*Data for processing*:
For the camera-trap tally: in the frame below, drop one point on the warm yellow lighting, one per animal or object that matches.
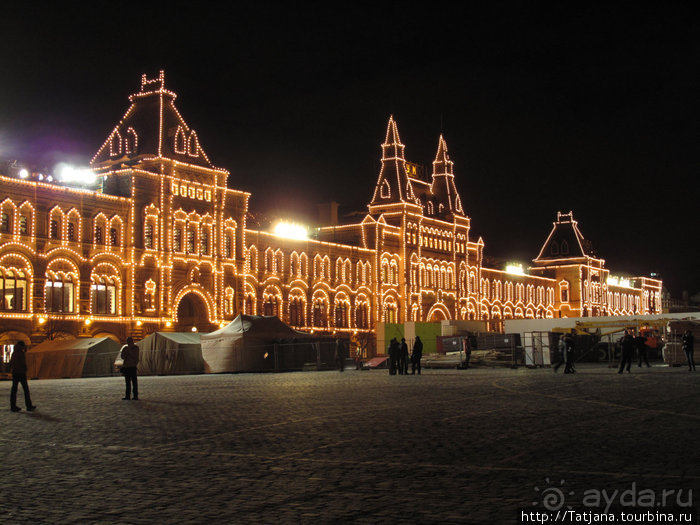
(290, 230)
(515, 269)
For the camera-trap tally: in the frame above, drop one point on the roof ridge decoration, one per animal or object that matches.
(152, 127)
(393, 185)
(565, 241)
(443, 186)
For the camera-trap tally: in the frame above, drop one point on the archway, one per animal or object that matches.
(192, 312)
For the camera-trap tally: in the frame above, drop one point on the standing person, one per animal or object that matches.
(393, 355)
(130, 355)
(416, 355)
(340, 354)
(18, 367)
(570, 347)
(627, 347)
(687, 341)
(561, 346)
(641, 343)
(403, 362)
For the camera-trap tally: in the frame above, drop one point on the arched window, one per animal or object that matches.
(53, 229)
(204, 244)
(5, 225)
(103, 295)
(148, 236)
(59, 294)
(228, 246)
(13, 291)
(319, 313)
(177, 239)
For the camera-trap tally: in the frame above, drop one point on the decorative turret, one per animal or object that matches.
(393, 185)
(443, 187)
(152, 127)
(565, 241)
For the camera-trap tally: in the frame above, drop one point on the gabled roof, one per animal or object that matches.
(152, 127)
(565, 241)
(393, 184)
(443, 188)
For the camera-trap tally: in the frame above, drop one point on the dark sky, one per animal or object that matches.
(544, 106)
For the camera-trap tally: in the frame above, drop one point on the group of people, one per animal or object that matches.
(18, 369)
(399, 357)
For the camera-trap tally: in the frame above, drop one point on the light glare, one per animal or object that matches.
(290, 230)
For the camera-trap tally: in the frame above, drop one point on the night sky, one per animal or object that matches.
(545, 107)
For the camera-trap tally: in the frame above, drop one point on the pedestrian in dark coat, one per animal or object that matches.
(403, 357)
(641, 343)
(687, 342)
(340, 354)
(393, 356)
(416, 355)
(627, 352)
(18, 367)
(569, 342)
(130, 355)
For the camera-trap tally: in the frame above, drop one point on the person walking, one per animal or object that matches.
(570, 347)
(340, 354)
(641, 343)
(561, 346)
(687, 342)
(130, 355)
(627, 352)
(416, 355)
(393, 356)
(18, 367)
(403, 361)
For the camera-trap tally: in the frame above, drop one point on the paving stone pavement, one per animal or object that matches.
(449, 446)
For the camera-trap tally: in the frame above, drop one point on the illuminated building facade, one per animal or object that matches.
(162, 244)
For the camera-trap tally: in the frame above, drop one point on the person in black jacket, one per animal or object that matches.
(18, 367)
(641, 343)
(688, 341)
(403, 357)
(627, 347)
(416, 355)
(393, 356)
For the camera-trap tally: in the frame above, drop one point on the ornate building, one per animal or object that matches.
(161, 243)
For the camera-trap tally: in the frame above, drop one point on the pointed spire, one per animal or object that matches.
(442, 165)
(392, 147)
(443, 187)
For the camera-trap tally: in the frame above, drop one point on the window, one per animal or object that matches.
(13, 291)
(148, 236)
(104, 296)
(205, 242)
(177, 240)
(319, 313)
(59, 294)
(341, 315)
(190, 240)
(228, 247)
(5, 223)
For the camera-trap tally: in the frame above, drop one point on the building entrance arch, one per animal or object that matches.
(192, 312)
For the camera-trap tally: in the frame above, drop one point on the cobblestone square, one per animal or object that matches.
(448, 446)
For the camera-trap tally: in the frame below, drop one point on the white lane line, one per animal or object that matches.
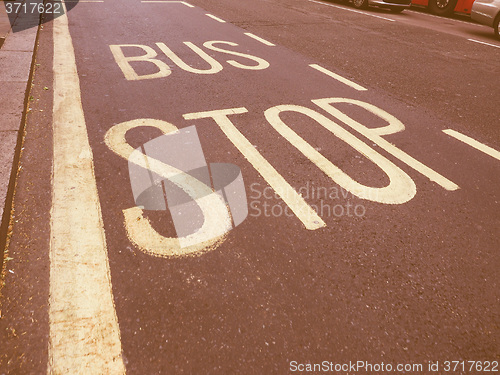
(215, 18)
(84, 337)
(263, 41)
(352, 10)
(339, 78)
(488, 44)
(473, 143)
(168, 2)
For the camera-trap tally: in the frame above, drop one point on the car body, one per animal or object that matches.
(487, 12)
(393, 5)
(446, 7)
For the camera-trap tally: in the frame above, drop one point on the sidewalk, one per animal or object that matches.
(16, 56)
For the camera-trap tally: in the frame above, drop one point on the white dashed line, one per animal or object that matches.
(488, 44)
(473, 143)
(339, 78)
(215, 18)
(84, 336)
(263, 41)
(352, 10)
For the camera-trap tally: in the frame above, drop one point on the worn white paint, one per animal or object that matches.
(258, 38)
(217, 220)
(338, 77)
(215, 18)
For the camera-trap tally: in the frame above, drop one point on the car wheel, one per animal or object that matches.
(360, 4)
(442, 7)
(496, 25)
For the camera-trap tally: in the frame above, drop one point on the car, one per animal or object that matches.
(487, 12)
(395, 6)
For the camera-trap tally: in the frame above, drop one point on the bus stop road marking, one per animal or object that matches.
(84, 337)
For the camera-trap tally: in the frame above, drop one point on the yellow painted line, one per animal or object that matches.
(168, 2)
(294, 200)
(215, 18)
(339, 78)
(487, 44)
(84, 337)
(473, 143)
(263, 41)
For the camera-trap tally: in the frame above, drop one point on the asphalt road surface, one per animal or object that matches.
(361, 222)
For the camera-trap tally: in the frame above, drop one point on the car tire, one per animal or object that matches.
(442, 7)
(360, 4)
(496, 26)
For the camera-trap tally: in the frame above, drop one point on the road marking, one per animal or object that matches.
(352, 10)
(215, 66)
(339, 78)
(127, 69)
(263, 41)
(375, 135)
(473, 143)
(84, 337)
(215, 18)
(294, 200)
(167, 2)
(488, 44)
(439, 17)
(216, 220)
(401, 187)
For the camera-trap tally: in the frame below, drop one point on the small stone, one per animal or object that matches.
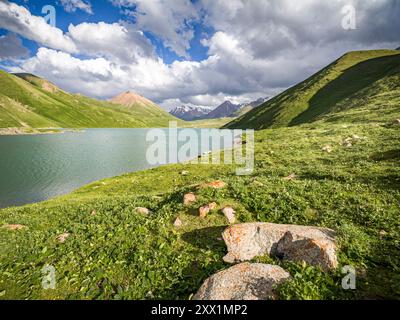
(62, 237)
(258, 183)
(290, 177)
(189, 198)
(204, 211)
(315, 252)
(178, 223)
(212, 206)
(327, 148)
(347, 143)
(142, 210)
(15, 227)
(215, 184)
(245, 281)
(229, 214)
(314, 245)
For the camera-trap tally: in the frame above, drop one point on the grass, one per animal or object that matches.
(30, 102)
(206, 123)
(120, 254)
(358, 79)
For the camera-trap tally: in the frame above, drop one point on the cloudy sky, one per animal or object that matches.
(198, 52)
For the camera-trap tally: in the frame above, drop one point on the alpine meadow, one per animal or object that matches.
(307, 104)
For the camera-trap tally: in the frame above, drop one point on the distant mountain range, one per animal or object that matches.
(189, 113)
(226, 110)
(27, 101)
(360, 81)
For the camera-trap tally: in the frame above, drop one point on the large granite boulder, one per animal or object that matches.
(313, 245)
(245, 281)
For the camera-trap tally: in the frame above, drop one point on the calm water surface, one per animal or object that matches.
(38, 167)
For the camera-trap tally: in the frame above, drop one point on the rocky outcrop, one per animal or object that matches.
(204, 211)
(244, 281)
(313, 245)
(62, 237)
(189, 198)
(215, 185)
(178, 223)
(15, 227)
(142, 210)
(229, 214)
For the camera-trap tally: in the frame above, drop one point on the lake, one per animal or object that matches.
(34, 168)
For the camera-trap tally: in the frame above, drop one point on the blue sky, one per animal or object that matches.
(199, 53)
(103, 10)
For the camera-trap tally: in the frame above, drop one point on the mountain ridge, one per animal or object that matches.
(343, 84)
(28, 101)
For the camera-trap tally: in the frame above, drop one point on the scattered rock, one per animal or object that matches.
(311, 244)
(245, 281)
(215, 185)
(189, 198)
(316, 252)
(327, 148)
(178, 223)
(348, 142)
(229, 214)
(15, 227)
(142, 210)
(258, 183)
(62, 237)
(212, 206)
(204, 211)
(290, 177)
(382, 233)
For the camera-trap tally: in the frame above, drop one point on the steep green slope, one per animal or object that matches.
(29, 101)
(113, 252)
(358, 79)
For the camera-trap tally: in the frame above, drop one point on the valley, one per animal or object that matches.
(326, 155)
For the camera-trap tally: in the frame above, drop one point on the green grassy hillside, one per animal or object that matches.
(114, 252)
(358, 79)
(31, 102)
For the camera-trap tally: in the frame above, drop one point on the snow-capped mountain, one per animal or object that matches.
(225, 110)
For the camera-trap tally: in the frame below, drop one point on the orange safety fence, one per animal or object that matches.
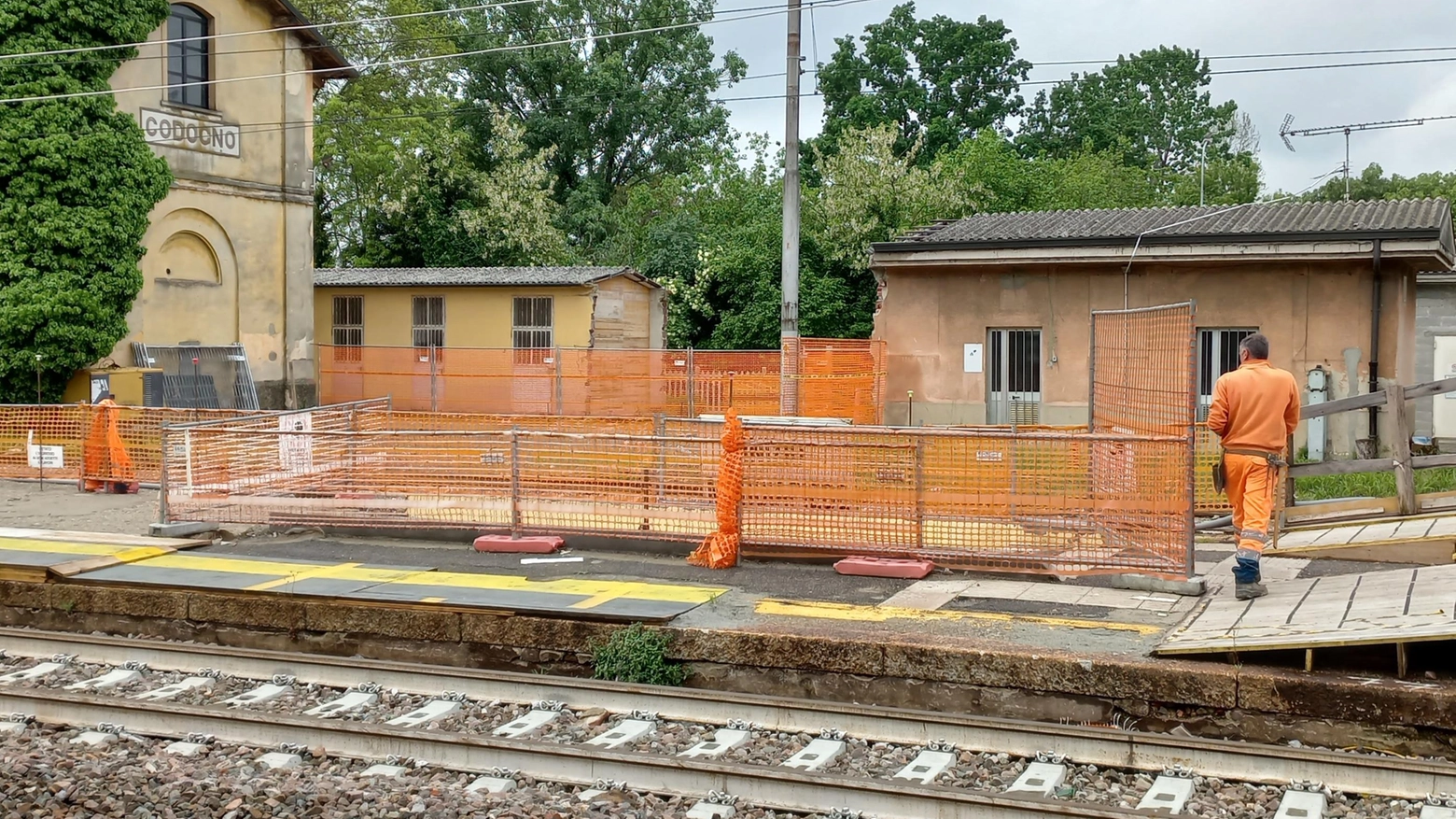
(836, 377)
(83, 434)
(1063, 501)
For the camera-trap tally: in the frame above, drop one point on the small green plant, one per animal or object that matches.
(637, 655)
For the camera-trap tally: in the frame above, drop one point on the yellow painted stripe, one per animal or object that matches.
(312, 573)
(283, 573)
(884, 614)
(634, 589)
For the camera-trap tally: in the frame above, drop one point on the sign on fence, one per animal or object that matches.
(46, 457)
(296, 450)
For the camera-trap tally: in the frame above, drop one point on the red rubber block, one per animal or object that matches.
(884, 567)
(536, 545)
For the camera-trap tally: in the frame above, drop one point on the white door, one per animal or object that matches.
(1443, 407)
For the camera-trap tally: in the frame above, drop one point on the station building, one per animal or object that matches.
(987, 319)
(223, 91)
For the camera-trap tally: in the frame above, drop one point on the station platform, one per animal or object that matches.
(1075, 650)
(158, 563)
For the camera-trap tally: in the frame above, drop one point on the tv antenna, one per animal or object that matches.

*What this task involves*:
Look above for the line containing "door, one per animal or object that matches."; copy from it through the last line, exactly, and nothing more.

*Correct result*:
For the camera-trap tally: in the frame above, drop one point on the white door, one per animal or object that matches.
(1443, 407)
For the camera-trap tally: in the frame above, drop one point on the station building, one per animal or object that matches.
(987, 319)
(223, 91)
For the camera-trap tally: in the frame above, drop one point on the station platform, one per animal or object that matches.
(1075, 650)
(158, 563)
For the camera-trap tally: in the frame above, drop one point on the tv antenna, one per animal or object that matches.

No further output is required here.